» INSTRUCTIONS FOR THE TASK: Output all records precisely as written.

» DATA SHOWN:
■ ■ ■ ■ ■

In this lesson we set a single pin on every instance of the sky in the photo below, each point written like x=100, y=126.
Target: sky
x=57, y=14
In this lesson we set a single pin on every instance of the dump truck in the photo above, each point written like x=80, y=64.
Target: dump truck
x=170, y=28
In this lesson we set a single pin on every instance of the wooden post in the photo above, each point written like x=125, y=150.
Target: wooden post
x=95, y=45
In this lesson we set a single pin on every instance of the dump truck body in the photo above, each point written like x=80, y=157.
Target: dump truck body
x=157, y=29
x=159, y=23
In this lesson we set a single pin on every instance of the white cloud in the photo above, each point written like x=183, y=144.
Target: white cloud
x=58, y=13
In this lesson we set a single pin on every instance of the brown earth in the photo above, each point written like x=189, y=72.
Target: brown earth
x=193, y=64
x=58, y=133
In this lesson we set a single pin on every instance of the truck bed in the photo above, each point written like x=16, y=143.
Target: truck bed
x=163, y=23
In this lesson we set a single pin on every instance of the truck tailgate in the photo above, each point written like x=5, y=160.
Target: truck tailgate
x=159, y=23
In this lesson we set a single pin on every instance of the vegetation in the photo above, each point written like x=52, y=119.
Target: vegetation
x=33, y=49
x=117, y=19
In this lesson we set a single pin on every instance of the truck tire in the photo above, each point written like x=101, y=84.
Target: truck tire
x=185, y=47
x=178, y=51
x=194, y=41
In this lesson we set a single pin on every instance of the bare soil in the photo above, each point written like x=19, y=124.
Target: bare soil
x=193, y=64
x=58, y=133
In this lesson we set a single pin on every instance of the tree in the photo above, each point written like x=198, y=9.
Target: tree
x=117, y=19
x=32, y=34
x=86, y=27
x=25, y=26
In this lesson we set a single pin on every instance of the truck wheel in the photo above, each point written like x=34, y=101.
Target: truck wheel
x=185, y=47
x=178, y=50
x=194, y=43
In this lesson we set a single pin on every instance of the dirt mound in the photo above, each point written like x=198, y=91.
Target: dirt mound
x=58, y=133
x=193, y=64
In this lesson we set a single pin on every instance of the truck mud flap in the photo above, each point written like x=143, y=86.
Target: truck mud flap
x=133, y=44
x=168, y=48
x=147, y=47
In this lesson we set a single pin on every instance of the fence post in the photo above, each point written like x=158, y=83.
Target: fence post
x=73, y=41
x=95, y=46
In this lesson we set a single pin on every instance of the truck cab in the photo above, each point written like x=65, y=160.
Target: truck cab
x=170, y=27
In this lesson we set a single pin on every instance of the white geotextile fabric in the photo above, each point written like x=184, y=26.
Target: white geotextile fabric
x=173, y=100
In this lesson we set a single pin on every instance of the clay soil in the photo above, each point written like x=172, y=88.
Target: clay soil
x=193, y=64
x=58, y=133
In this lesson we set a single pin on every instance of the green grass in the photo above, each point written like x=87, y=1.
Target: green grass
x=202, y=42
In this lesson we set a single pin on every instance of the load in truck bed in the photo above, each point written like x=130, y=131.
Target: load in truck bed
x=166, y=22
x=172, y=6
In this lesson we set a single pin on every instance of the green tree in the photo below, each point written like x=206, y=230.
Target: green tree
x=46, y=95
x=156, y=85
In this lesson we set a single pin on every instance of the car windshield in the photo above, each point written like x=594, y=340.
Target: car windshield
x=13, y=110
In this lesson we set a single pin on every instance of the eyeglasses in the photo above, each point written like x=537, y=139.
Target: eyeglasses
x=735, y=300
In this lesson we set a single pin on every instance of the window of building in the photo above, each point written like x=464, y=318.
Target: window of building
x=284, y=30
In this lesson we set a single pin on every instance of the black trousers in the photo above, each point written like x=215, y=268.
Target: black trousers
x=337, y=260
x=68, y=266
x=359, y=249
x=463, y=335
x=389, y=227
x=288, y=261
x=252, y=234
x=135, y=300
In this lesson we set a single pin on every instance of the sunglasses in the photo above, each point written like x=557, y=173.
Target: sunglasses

■ ■ ■ ■ ■

» FULL OUTPUT:
In this lesson we set a single pin on every instance of the sky in the photo below, each point written like x=100, y=126.
Target: sky
x=57, y=14
In this lesson we set a single pin on every instance of the dump truck in the photo above, each point written like x=80, y=64.
Target: dump truck
x=170, y=28
In this lesson we set a single pin on every instance of the wooden post in the photo above, each point written like x=125, y=150.
Target: wooden post
x=95, y=45
In this lesson we set a single pin on every instance of the dump truck body in the photo above, each point written like x=80, y=157.
Target: dump truck body
x=157, y=29
x=159, y=23
In this lesson we set a single pin on every instance of the white cloud in the photo above, each point written like x=183, y=144.
Target: white cloud
x=58, y=13
In this lesson we set a single pin on every instance of the brown earth in the photo above, each point written like x=189, y=72.
Target: brown earth
x=193, y=64
x=58, y=133
In this lesson we set a single pin on every instance of the truck bed in the photo above, each point written like x=16, y=143.
Target: truck bed
x=163, y=23
In this lesson we set a single pin on every instance of the truck tailgate in the photo above, each point written like x=5, y=160.
Target: truck tailgate
x=159, y=23
In this lesson we set a single pin on every instance of the vegetation in the photo above, each point written like x=52, y=119.
Target: vegetation
x=33, y=49
x=117, y=19
In this lesson we set a single pin on every instance of the truck tire in the photo above, each point written like x=101, y=84.
Target: truck tire
x=185, y=47
x=178, y=51
x=194, y=41
In this lesson we set a single pin on every instance of the bare soil in the photo above, each point written like x=19, y=124.
Target: bare soil
x=193, y=64
x=58, y=133
In this lesson we set a single pin on every instance of the tree in the photo above, each point written like x=198, y=9.
Target: tree
x=117, y=19
x=32, y=34
x=86, y=27
x=25, y=26
In this lesson we set a single pin on every instance of the truck wheel in the photo above, each point written like x=34, y=101.
Target: truck wheel
x=185, y=47
x=178, y=50
x=194, y=43
In this lesson we set a single pin on every instance of the dirt mound in the photo above, each point written like x=198, y=91.
Target: dirt mound
x=58, y=133
x=193, y=64
In this lesson we set a single pin on every instance of the truck mud flap in the photo above, each point written like x=143, y=86.
Target: truck mud flap
x=133, y=44
x=168, y=48
x=147, y=47
In this lesson we set a single pin on every instance of the fence post in the photo above, each point written like x=158, y=83.
Target: fence post
x=73, y=41
x=95, y=46
In this lesson we set a single pin on every instance of the truck cab in the photo above, each point written like x=65, y=160.
Target: truck cab
x=170, y=27
In this lesson we set a single pin on every instance of the white geotextile fabric in the photo above, each point written like x=184, y=26.
Target: white geotextile fabric
x=173, y=100
In this lesson we set a single pin on every instance of the clay soil in the photo above, each point written like x=172, y=88.
Target: clay soil
x=193, y=64
x=58, y=133
In this lesson we set a single pin on every instance of the green grass in the photo above, each point written like x=87, y=1.
Target: green grass
x=202, y=42
In this lesson we set a single pin on every instance of the load in truck bed in the photo above, each point written like x=130, y=131.
Target: load in truck bed
x=166, y=22
x=172, y=6
In this lesson we set a single pin on every instance of the green tree in the photo below, each point written like x=206, y=230.
Target: green tree
x=46, y=95
x=156, y=85
In this lesson we set a single pin on every instance of the car windshield in the photo above, each point written like x=594, y=340.
Target: car windshield
x=13, y=110
In this lesson we set a single pin on every instance of the eyeglasses in the photo above, each point written like x=537, y=139.
Target: eyeglasses
x=735, y=300
In this lesson we set a single pin on every instance of the window of building in the photo above, each point written like x=464, y=318.
Target: window of building
x=284, y=30
In this lesson we set a single pin on every instance of the black trousers in the photo above, each point written like x=215, y=268.
Target: black trousers
x=337, y=260
x=68, y=266
x=359, y=249
x=463, y=335
x=389, y=227
x=288, y=261
x=252, y=234
x=135, y=300
In this lesson we set a single pin on every instance of the sunglasses in the photo above, each point written like x=557, y=173.
Target: sunglasses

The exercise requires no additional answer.